■ Given task 1:
In the article about James Foley, where did Diane Foley pay tribute to her son?
■ Given task 2:
Print the stretch of the article about James Foley from "To many, though, it" through "on social media.".

[start Supplied text]

The mother of James Foley, the kidnapped photographer apparently beheaded by Islamic State militants in Syria, has paid tribute to her son via a Facebook page set up to campaign for his freedom.

Brief and to the point, Diane Foley's statement said that her boy "gave his life trying to expose the world to the suffering of the Syrian people", and that she had "never been prouder" of him.

It's touching, from-the-heart stuff, although for those who might take comfort in seeing how someone can find eloquence at such a time of suffering, bear in mind that not every family can rise to the occasion.

To many, though, it may also raise the question of why journalists like Mr Foley persist in going to places like Syria, where such fates are an occupational hazard.

Those who ask such questions also often point out that in the internet age, the wars in Syria and Iraq are practically broadcast live anyway via footage placed by activists and combatants alike on social media.

[end Supplied text]
[start Data provided]

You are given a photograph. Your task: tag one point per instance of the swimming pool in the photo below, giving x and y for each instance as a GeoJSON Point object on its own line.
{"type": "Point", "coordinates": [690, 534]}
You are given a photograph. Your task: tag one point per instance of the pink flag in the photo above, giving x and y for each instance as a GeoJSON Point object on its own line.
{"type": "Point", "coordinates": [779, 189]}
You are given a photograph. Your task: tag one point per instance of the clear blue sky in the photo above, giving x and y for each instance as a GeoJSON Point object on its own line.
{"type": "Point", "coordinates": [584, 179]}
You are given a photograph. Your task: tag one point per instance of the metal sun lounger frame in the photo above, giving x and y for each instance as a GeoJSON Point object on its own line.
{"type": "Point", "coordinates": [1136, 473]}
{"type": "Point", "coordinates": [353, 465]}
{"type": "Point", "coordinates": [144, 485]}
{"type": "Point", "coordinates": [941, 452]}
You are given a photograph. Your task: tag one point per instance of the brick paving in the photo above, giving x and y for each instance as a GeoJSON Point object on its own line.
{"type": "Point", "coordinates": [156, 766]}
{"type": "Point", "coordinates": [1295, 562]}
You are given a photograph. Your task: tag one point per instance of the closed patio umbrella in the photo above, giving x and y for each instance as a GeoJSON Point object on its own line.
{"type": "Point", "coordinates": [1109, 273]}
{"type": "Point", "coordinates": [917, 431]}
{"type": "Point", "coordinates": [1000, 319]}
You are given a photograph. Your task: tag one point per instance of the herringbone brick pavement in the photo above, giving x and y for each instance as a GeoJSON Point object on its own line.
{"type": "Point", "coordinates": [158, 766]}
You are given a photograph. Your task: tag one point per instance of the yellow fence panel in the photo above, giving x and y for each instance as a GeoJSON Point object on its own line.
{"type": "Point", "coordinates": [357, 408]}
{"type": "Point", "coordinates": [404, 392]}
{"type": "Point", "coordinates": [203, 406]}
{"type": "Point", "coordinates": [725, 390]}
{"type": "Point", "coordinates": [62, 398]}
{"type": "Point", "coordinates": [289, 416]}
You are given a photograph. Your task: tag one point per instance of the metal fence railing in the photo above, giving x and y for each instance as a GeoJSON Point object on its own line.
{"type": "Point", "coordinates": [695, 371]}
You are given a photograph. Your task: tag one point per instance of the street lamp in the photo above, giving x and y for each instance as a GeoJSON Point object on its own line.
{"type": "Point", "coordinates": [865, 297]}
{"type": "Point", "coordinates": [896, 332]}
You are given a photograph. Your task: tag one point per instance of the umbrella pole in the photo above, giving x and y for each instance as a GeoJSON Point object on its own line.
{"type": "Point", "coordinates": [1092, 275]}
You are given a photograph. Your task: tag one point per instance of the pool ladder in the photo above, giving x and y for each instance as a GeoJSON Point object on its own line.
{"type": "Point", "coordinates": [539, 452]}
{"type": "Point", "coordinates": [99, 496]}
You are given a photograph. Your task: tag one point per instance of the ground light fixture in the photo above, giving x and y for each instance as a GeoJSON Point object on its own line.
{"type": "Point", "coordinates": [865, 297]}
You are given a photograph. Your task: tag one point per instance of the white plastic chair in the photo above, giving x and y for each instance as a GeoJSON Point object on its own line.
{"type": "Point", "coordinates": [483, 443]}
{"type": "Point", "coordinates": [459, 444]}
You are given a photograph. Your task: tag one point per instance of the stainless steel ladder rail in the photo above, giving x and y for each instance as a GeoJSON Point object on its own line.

[end Data provided]

■ Correct response 1:
On a Facebook page set up to campaign for his freedom.

■ Correct response 2:
To many, though, it may also raise the question of why journalists like Mr Foley persist in going to places like Syria, where such fates are an occupational hazard.

Those who ask such questions also often point out that in the internet age, the wars in Syria and Iraq are practically broadcast live anyway via footage placed by activists and combatants alike on social media.